However many lines the data holds, transcribe them all exactly.

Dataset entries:
Start of Block

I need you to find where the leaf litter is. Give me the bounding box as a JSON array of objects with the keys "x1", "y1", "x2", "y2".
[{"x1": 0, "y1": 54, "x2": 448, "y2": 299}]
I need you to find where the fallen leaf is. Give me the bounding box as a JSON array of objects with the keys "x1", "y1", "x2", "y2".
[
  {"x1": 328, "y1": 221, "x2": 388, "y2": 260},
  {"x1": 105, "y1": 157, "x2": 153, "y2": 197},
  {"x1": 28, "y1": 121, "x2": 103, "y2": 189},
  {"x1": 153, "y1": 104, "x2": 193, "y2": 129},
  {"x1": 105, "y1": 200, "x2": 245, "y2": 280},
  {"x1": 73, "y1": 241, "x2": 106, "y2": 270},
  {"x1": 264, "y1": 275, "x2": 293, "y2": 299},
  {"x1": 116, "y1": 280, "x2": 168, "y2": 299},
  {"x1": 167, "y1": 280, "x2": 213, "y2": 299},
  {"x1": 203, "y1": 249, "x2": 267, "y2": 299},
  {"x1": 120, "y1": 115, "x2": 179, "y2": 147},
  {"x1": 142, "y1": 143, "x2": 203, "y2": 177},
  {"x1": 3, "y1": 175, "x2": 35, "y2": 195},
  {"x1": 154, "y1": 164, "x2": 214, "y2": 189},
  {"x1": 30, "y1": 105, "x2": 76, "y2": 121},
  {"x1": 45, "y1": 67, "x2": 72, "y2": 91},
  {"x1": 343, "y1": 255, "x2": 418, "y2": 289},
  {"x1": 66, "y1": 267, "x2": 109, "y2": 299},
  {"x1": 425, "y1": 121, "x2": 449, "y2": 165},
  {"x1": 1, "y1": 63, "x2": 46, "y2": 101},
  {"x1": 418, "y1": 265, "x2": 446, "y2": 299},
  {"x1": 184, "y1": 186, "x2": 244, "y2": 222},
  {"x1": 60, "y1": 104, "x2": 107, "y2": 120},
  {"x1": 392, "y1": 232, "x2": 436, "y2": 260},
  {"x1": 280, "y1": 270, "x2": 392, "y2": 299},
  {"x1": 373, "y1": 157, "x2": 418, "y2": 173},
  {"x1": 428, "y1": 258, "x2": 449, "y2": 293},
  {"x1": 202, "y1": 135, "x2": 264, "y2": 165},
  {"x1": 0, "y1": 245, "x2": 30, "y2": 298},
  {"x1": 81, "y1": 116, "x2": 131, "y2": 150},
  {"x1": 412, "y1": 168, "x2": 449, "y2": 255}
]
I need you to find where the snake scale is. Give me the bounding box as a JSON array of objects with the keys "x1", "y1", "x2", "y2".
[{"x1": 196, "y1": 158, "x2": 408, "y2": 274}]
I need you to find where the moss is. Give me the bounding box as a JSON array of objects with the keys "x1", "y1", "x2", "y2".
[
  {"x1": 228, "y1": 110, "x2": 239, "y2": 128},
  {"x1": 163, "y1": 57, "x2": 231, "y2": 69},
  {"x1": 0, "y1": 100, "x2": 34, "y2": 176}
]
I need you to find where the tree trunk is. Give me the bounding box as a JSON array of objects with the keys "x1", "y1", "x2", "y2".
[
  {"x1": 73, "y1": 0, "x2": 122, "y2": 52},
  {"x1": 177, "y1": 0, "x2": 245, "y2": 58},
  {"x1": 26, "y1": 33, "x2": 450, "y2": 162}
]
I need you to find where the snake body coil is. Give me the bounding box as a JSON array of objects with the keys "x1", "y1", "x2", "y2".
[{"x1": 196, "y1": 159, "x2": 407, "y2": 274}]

End of Block

Response area:
I need you to find where the leaf litter is. Give me the bounding box as a JSON array of objects with the keys "x1", "y1", "x2", "y2".
[{"x1": 0, "y1": 54, "x2": 448, "y2": 299}]
I need you to find where the fallen leaf is. Give me the bounding box as a JSON array of objects with the keys "x1", "y1", "x2", "y2".
[
  {"x1": 328, "y1": 221, "x2": 388, "y2": 260},
  {"x1": 105, "y1": 157, "x2": 153, "y2": 197},
  {"x1": 28, "y1": 121, "x2": 103, "y2": 189},
  {"x1": 153, "y1": 104, "x2": 193, "y2": 129},
  {"x1": 105, "y1": 200, "x2": 245, "y2": 280},
  {"x1": 73, "y1": 241, "x2": 106, "y2": 270},
  {"x1": 264, "y1": 275, "x2": 293, "y2": 299},
  {"x1": 116, "y1": 280, "x2": 168, "y2": 299},
  {"x1": 167, "y1": 280, "x2": 213, "y2": 299},
  {"x1": 203, "y1": 249, "x2": 267, "y2": 299},
  {"x1": 120, "y1": 115, "x2": 179, "y2": 147},
  {"x1": 142, "y1": 143, "x2": 203, "y2": 177},
  {"x1": 3, "y1": 175, "x2": 35, "y2": 195},
  {"x1": 154, "y1": 164, "x2": 214, "y2": 189},
  {"x1": 30, "y1": 105, "x2": 76, "y2": 121},
  {"x1": 45, "y1": 67, "x2": 72, "y2": 91},
  {"x1": 343, "y1": 255, "x2": 418, "y2": 289},
  {"x1": 66, "y1": 267, "x2": 109, "y2": 299},
  {"x1": 425, "y1": 121, "x2": 449, "y2": 165},
  {"x1": 1, "y1": 63, "x2": 46, "y2": 101},
  {"x1": 418, "y1": 265, "x2": 446, "y2": 299},
  {"x1": 184, "y1": 186, "x2": 244, "y2": 222},
  {"x1": 60, "y1": 104, "x2": 107, "y2": 120},
  {"x1": 392, "y1": 232, "x2": 436, "y2": 260},
  {"x1": 280, "y1": 270, "x2": 392, "y2": 299},
  {"x1": 373, "y1": 157, "x2": 418, "y2": 173},
  {"x1": 428, "y1": 258, "x2": 449, "y2": 293},
  {"x1": 202, "y1": 135, "x2": 264, "y2": 165},
  {"x1": 0, "y1": 245, "x2": 30, "y2": 298},
  {"x1": 81, "y1": 116, "x2": 131, "y2": 150},
  {"x1": 412, "y1": 168, "x2": 449, "y2": 255}
]
I need you to find where the snake scale is. Give me the bounding box as a JSON array of objects with the keys "x1", "y1", "x2", "y2".
[{"x1": 196, "y1": 158, "x2": 408, "y2": 274}]
I need you to find where the moss is. Give me the bounding box as a JSON array of objects with the keys "x1", "y1", "x2", "y2".
[
  {"x1": 228, "y1": 110, "x2": 239, "y2": 128},
  {"x1": 163, "y1": 57, "x2": 231, "y2": 69},
  {"x1": 0, "y1": 100, "x2": 34, "y2": 176}
]
I need you to find where the tree trunk is. Give me the bounding box as a JSON array of objects with the keys "x1", "y1", "x2", "y2".
[
  {"x1": 73, "y1": 0, "x2": 122, "y2": 52},
  {"x1": 177, "y1": 0, "x2": 245, "y2": 58},
  {"x1": 26, "y1": 33, "x2": 450, "y2": 162}
]
I need you to find where the snake body coil is. Give me the bounding box as a JSON array of objects with the keys "x1", "y1", "x2", "y2".
[{"x1": 196, "y1": 159, "x2": 407, "y2": 274}]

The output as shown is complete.